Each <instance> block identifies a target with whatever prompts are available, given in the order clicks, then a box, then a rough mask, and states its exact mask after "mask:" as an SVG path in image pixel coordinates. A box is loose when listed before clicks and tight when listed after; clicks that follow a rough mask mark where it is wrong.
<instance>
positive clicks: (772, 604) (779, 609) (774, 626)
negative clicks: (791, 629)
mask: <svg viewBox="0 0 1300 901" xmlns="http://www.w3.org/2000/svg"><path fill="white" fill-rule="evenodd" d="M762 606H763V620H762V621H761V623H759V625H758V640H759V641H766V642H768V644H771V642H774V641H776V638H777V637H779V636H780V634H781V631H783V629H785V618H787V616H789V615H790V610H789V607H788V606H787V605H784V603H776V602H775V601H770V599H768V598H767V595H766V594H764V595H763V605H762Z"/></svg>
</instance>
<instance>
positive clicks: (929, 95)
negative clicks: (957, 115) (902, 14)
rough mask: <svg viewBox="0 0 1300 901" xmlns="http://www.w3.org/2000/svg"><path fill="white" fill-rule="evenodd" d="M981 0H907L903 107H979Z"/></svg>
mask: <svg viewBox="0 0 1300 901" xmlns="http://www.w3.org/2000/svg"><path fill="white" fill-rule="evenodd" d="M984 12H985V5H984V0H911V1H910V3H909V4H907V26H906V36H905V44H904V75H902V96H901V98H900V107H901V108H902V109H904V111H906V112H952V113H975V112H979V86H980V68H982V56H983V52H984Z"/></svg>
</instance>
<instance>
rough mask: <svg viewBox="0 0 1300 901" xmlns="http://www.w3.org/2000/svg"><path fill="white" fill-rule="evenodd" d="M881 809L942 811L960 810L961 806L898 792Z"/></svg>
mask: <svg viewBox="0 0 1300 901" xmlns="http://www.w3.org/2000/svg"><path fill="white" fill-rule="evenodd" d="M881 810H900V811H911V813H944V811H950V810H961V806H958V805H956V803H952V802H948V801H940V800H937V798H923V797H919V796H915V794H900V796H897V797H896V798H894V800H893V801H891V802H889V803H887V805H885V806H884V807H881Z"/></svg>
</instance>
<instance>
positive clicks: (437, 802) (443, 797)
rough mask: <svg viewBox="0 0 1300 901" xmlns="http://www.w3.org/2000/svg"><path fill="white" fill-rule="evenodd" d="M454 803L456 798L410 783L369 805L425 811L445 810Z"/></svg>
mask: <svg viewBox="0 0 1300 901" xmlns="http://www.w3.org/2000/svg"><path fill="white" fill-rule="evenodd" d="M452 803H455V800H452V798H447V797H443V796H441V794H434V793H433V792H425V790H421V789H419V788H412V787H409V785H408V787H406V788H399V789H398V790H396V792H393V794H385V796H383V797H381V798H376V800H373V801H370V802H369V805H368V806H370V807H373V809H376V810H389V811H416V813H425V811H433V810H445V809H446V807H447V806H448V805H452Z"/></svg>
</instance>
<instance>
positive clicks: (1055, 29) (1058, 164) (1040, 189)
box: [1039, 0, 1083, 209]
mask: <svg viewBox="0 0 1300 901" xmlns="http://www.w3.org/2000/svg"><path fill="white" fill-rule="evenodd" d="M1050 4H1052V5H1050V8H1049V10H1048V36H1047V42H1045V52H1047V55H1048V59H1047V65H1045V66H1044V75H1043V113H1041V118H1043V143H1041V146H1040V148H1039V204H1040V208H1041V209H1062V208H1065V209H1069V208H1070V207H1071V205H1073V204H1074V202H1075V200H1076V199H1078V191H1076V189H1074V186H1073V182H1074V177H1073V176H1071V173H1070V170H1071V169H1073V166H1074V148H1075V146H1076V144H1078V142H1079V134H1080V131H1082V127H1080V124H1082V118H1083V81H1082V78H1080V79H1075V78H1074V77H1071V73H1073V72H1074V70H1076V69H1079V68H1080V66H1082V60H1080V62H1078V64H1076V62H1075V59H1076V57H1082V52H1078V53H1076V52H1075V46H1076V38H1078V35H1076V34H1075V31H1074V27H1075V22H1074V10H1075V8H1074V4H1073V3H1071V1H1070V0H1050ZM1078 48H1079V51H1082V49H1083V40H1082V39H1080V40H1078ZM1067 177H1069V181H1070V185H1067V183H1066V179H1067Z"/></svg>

- - -

## PROBLEM TO SOLVE
Please give back all of the records exactly as written.

## ANSWER SECTION
Each <instance> block identifies a target with whatever prompts are available, given in the order clicks, then a box, then a rough mask, and states its exact mask after "mask:" as an SVG path in image pixel coordinates. A box is loose when listed before clicks and tight when listed after; clicks that follow a rough mask mark where it is wrong.
<instance>
positive clicks: (772, 604) (779, 609) (774, 626)
negative clicks: (791, 629)
mask: <svg viewBox="0 0 1300 901" xmlns="http://www.w3.org/2000/svg"><path fill="white" fill-rule="evenodd" d="M762 606H763V620H762V621H761V623H759V625H758V640H759V641H766V642H768V644H771V642H774V641H776V638H777V637H779V636H780V634H781V631H783V629H785V618H787V616H789V615H790V610H789V607H788V606H787V605H784V603H776V602H775V601H770V599H768V598H767V595H766V594H764V595H763V605H762Z"/></svg>
</instance>
<instance>
positive clicks: (929, 95)
negative clicks: (957, 115) (902, 14)
rough mask: <svg viewBox="0 0 1300 901" xmlns="http://www.w3.org/2000/svg"><path fill="white" fill-rule="evenodd" d="M981 0H907L903 107H979Z"/></svg>
mask: <svg viewBox="0 0 1300 901" xmlns="http://www.w3.org/2000/svg"><path fill="white" fill-rule="evenodd" d="M984 12H985V5H984V0H911V1H910V3H909V4H907V26H906V36H905V44H904V75H902V96H901V98H900V107H901V108H902V109H904V111H906V112H952V113H975V112H979V86H980V68H982V56H983V52H984Z"/></svg>
</instance>
<instance>
rough mask: <svg viewBox="0 0 1300 901" xmlns="http://www.w3.org/2000/svg"><path fill="white" fill-rule="evenodd" d="M881 809L942 811L960 810L961 806L898 792Z"/></svg>
mask: <svg viewBox="0 0 1300 901" xmlns="http://www.w3.org/2000/svg"><path fill="white" fill-rule="evenodd" d="M881 810H900V811H911V813H944V811H950V810H961V806H958V805H956V803H952V802H948V801H940V800H937V798H923V797H919V796H915V794H900V796H897V797H896V798H894V800H893V801H891V802H889V803H887V805H885V806H884V807H881Z"/></svg>
</instance>
<instance>
positive clicks: (437, 802) (443, 797)
rough mask: <svg viewBox="0 0 1300 901" xmlns="http://www.w3.org/2000/svg"><path fill="white" fill-rule="evenodd" d="M454 803L456 798L410 783L369 805L425 811L445 810Z"/></svg>
mask: <svg viewBox="0 0 1300 901" xmlns="http://www.w3.org/2000/svg"><path fill="white" fill-rule="evenodd" d="M452 803H455V800H452V798H447V797H443V796H441V794H434V793H433V792H425V790H421V789H419V788H412V787H409V785H408V787H406V788H399V789H398V790H396V792H393V794H385V796H383V797H381V798H376V800H373V801H370V802H369V805H368V806H370V807H373V809H376V810H389V811H416V813H425V811H433V810H445V809H446V807H447V806H448V805H452Z"/></svg>
</instance>
<instance>
positive clicks: (1055, 29) (1058, 164) (1040, 189)
box: [1039, 0, 1083, 209]
mask: <svg viewBox="0 0 1300 901" xmlns="http://www.w3.org/2000/svg"><path fill="white" fill-rule="evenodd" d="M1050 4H1052V5H1050V8H1049V10H1048V36H1047V42H1045V52H1047V55H1048V59H1047V65H1045V66H1044V75H1043V113H1041V118H1043V143H1041V146H1040V148H1039V204H1040V208H1041V209H1062V208H1065V209H1069V208H1070V207H1071V205H1073V204H1074V202H1075V200H1076V199H1078V191H1076V189H1074V186H1073V182H1074V177H1073V176H1071V173H1070V170H1071V169H1073V166H1074V148H1075V146H1076V144H1078V142H1079V134H1080V131H1082V127H1080V124H1082V118H1083V81H1082V78H1080V79H1075V78H1074V77H1071V73H1073V72H1074V70H1076V69H1079V68H1080V66H1082V60H1080V62H1078V64H1076V62H1075V59H1076V57H1082V52H1078V53H1076V52H1075V46H1076V38H1078V35H1076V34H1075V31H1074V27H1075V22H1074V10H1075V8H1074V4H1073V3H1071V1H1070V0H1050ZM1078 48H1079V51H1082V49H1083V40H1082V39H1080V40H1078ZM1067 177H1069V181H1070V185H1067V183H1066V179H1067Z"/></svg>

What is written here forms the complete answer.